> [Set exercise]
Pull out each line of the rows below that contains the string "feathers".

==================================================

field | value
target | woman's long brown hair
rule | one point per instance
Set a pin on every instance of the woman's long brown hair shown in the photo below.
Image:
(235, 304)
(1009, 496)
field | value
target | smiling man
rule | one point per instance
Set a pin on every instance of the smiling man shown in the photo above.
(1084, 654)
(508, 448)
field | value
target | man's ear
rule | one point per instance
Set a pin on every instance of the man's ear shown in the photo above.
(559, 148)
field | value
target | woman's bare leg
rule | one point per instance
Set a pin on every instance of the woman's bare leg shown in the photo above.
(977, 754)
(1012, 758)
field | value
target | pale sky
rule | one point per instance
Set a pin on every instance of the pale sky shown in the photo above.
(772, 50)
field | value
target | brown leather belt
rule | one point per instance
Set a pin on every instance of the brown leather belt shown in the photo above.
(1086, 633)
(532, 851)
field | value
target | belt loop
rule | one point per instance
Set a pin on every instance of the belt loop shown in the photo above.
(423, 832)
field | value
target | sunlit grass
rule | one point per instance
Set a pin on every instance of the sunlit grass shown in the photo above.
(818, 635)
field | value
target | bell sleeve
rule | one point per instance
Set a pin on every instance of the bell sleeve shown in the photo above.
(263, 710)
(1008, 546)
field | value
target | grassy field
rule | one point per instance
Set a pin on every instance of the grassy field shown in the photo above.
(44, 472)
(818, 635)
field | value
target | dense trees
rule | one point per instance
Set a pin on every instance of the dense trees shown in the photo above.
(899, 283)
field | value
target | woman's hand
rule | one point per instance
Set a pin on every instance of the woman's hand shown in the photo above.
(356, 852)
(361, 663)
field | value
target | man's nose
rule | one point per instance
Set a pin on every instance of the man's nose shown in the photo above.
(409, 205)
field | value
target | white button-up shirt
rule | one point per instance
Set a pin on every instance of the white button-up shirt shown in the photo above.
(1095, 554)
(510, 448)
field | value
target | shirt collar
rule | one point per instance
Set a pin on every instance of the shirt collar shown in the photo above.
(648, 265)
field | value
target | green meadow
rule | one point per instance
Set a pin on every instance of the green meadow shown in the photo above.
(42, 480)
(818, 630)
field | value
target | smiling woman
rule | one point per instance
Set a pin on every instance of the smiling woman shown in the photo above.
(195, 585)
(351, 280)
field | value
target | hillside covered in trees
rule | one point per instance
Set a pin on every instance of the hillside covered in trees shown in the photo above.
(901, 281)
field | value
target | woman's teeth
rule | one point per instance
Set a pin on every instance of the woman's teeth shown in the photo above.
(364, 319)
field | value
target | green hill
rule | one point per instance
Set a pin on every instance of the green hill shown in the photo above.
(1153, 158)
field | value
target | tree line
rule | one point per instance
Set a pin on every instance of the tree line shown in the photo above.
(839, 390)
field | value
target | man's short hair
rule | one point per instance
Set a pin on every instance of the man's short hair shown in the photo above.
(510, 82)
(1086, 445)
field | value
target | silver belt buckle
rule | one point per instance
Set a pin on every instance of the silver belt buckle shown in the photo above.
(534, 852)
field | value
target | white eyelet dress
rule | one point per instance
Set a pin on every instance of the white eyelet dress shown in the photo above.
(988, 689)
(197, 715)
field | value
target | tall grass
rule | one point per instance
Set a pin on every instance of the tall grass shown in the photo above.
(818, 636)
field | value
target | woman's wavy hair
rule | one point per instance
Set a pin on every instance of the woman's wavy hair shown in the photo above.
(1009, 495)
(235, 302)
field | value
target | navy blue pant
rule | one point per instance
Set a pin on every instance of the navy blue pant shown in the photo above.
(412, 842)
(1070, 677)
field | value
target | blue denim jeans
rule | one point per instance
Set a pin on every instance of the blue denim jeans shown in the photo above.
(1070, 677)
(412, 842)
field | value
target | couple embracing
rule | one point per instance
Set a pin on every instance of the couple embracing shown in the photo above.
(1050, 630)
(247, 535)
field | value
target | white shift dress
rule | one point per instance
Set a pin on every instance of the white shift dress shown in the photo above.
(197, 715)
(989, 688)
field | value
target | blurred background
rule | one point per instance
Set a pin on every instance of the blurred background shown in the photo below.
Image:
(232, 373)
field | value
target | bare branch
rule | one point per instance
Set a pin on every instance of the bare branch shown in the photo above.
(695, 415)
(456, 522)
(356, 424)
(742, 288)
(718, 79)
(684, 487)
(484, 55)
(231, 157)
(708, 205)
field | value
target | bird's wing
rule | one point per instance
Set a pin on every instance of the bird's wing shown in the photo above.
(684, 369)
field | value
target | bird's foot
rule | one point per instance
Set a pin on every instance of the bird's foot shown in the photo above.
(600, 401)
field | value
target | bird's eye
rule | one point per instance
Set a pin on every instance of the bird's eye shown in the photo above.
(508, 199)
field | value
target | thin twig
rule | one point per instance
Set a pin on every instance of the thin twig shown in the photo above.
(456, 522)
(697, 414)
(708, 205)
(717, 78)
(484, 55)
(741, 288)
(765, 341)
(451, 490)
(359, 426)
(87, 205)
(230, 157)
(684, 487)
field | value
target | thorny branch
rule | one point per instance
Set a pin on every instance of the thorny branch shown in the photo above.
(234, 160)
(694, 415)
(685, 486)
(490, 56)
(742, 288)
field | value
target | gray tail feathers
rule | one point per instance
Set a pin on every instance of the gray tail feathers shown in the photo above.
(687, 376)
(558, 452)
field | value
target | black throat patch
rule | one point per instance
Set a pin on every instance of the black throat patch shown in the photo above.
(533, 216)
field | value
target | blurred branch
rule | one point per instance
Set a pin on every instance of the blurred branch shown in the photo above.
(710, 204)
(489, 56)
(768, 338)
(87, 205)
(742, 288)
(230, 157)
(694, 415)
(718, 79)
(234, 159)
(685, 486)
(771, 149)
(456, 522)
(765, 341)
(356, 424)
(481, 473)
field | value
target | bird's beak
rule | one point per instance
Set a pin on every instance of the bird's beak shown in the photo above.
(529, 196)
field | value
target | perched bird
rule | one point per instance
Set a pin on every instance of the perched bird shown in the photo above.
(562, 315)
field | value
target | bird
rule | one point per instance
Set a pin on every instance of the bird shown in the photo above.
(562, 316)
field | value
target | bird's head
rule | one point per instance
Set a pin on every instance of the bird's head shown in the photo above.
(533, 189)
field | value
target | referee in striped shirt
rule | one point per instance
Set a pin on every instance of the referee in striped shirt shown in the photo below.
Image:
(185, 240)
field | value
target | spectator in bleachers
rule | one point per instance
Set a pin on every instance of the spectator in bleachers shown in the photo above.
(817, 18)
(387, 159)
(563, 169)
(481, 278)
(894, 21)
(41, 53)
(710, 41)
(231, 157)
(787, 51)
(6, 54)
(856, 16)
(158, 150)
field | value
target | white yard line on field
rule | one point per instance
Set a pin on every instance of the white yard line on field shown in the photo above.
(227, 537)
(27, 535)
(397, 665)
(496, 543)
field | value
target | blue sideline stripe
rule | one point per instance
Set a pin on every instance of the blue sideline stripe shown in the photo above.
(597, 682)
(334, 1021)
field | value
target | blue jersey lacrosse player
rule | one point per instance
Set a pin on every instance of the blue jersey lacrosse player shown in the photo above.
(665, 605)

==================================================

> [Correct response]
target | gray tail feathers
Set a pin on every instance of the gray tail feathers shown in the photo above.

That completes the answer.